Format the rows below as a numbered list, leaving out any blank lines.

-- Input material --
◇ ◇ ◇ ◇
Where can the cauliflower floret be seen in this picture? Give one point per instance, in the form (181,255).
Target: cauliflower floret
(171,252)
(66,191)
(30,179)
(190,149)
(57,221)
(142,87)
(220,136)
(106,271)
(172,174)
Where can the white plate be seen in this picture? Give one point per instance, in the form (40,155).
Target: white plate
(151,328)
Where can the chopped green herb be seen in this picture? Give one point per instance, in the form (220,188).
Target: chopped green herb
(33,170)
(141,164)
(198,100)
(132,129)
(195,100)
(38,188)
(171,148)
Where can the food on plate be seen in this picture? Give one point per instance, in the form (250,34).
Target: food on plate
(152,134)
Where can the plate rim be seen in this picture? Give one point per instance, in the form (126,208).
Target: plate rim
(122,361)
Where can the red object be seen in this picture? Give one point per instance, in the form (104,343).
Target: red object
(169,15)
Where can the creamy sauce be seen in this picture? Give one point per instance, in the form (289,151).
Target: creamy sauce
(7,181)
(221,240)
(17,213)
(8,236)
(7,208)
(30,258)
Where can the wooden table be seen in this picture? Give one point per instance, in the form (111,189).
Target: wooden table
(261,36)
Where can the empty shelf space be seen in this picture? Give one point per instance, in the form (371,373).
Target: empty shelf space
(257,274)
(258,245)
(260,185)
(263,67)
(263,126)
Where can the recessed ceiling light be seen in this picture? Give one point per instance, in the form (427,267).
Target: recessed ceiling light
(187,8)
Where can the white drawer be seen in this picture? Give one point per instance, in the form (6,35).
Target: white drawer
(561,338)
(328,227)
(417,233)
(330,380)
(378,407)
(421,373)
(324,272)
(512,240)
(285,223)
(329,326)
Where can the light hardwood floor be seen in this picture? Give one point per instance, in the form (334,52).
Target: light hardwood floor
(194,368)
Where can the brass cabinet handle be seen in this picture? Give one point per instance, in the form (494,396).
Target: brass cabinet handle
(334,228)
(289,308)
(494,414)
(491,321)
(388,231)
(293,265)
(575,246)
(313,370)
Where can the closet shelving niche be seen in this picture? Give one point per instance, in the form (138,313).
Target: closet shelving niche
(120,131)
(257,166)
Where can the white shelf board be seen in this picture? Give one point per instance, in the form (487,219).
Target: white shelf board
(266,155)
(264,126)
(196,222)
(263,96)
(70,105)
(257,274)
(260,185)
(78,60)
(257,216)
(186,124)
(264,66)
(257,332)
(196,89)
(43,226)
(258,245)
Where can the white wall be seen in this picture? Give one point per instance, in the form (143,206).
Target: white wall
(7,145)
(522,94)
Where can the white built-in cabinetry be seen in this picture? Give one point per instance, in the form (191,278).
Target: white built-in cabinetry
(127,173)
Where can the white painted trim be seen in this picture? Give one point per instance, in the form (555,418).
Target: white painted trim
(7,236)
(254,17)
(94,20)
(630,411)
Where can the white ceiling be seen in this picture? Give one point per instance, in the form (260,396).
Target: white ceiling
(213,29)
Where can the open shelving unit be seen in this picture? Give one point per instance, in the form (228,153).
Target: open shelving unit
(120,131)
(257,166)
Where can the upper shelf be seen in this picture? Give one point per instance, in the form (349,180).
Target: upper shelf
◇ ◇ ◇ ◇
-- Answer in full --
1. Where can the cauliflower floret be seen in this picture? Give one point per instance, in the form (181,255).
2. Target: cauliflower floret
3. (171,252)
4. (66,191)
5. (30,179)
6. (190,149)
7. (57,221)
8. (142,87)
9. (220,136)
10. (106,271)
11. (172,174)
12. Where can the white plate be seen in this picture? Give one point per instance, in the form (40,155).
13. Target: white plate
14. (151,328)
15. Where can the chopped green herb be seen in this picture? Give one point per instance, in the form (220,188).
16. Target: chopped green herb
17. (33,170)
18. (141,164)
19. (198,100)
20. (132,129)
21. (195,100)
22. (38,188)
23. (171,148)
24. Where can the food on plate be seen in this picture? Give one point per instance, in the form (250,34).
25. Target: food on plate
26. (152,134)
27. Where can the plate rim be seen in this picture? Give one point per instance, in the form (126,208).
28. Target: plate rim
29. (122,361)
30. Where can the red object be seen in this picture? Give one point per instance, in the form (104,343).
31. Target: red object
32. (169,15)
33. Where can the creamy sauce be seen in this picture? Give one point per instance, in the form (289,151).
34. Target: creamy sauce
35. (7,181)
36. (221,240)
37. (17,213)
38. (8,236)
39. (7,208)
40. (30,258)
41. Where can the wooden table be seen in this picture? Give one point per instance, in the form (111,189).
42. Target: wooden table
43. (261,36)
44. Where can the empty shelf space be seen in this picture? Give one point per instance, in the form (371,373).
45. Target: empty shelf space
46. (257,274)
47. (258,245)
48. (260,185)
49. (263,67)
50. (263,126)
51. Where can the recessed ceiling light be seen in this picture? Give one point per instance, in the form (427,267).
52. Target: recessed ceiling light
53. (187,8)
54. Where can the white drawer be seen in this picture? Give one point per instance, in the form (6,35).
55. Target: white drawer
56. (561,338)
57. (328,227)
58. (417,233)
59. (330,380)
60. (378,407)
61. (421,373)
62. (324,272)
63. (512,240)
64. (285,223)
65. (329,326)
66. Where can the light hardwood floor be seen in this picture? Give one point per instance, in the form (334,52).
67. Target: light hardwood floor
68. (194,368)
69. Where can the brass cabinet handle be seen in this picture? Give one point per instance, in the form (494,396).
70. Target: brass cabinet handle
71. (334,228)
72. (289,308)
73. (494,414)
74. (491,321)
75. (388,231)
76. (293,265)
77. (575,246)
78. (313,370)
79. Where can the closet shelving niche be seen in this picture? Give one point per instance, in the form (138,313).
80. Target: closet shelving niche
81. (120,131)
82. (257,166)
83. Where can the white shelf board be seen in this picture? Give one point per instance, in the form (487,219).
84. Target: white shelf board
85. (266,155)
86. (264,126)
87. (196,222)
88. (263,96)
89. (70,105)
90. (257,274)
91. (260,185)
92. (78,60)
93. (257,216)
94. (186,124)
95. (264,66)
96. (257,332)
97. (196,89)
98. (43,226)
99. (258,245)
100. Where can the white wall be seen in this picture? Give one point per instance, in the form (143,206).
101. Target: white wall
102. (7,145)
103. (522,94)
104. Where can the white built-in cabinetry be seen in this picture? Give one point per instance, in the form (191,278).
105. Target: white built-in cabinetry
106. (127,173)
107. Where can the white painted trim be seen in this picture? Give one point per instance, in the form (555,418).
108. Target: white painted trim
109. (7,236)
110. (254,17)
111. (94,20)
112. (630,411)
113. Where can the white ceiling be seen in this picture? Give one point per instance, in the form (260,396).
114. Target: white ceiling
115. (213,29)
116. Where can the open shelving unit be seen in this picture? Give one point per instance, in the form (228,153).
117. Target: open shelving unit
118. (120,131)
119. (257,166)
120. Where can the upper shelf be seen in this picture? Give one point per instance, in the form (349,180).
121. Target: upper shelf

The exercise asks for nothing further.